--- start SUPPLIED INFORMATION ---

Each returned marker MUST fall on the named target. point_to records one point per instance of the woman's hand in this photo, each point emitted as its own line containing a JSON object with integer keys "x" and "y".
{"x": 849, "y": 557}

--- end SUPPLIED INFORMATION ---
--- start SUPPLIED INFORMATION ---

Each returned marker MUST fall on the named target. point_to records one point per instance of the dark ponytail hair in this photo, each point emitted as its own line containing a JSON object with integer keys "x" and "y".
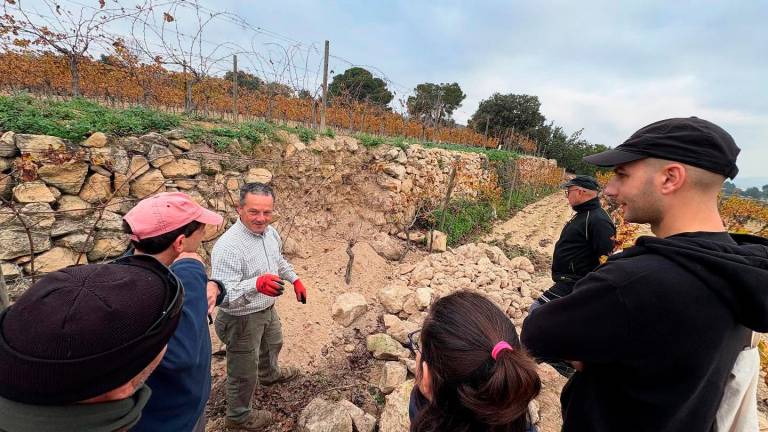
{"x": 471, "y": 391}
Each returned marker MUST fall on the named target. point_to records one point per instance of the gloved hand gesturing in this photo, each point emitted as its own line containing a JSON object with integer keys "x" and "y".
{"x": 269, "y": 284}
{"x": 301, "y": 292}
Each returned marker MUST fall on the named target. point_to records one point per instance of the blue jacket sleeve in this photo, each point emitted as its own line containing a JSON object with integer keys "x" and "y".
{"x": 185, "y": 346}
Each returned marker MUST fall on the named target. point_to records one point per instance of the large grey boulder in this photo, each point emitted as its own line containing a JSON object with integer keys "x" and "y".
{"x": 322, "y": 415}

--- end SUPPLIED INFORMATION ---

### TASK TO CARRY OUT
Report how many lines in the entries above contain the string "dark", with case counting, and give only the number.

### ANSWER
1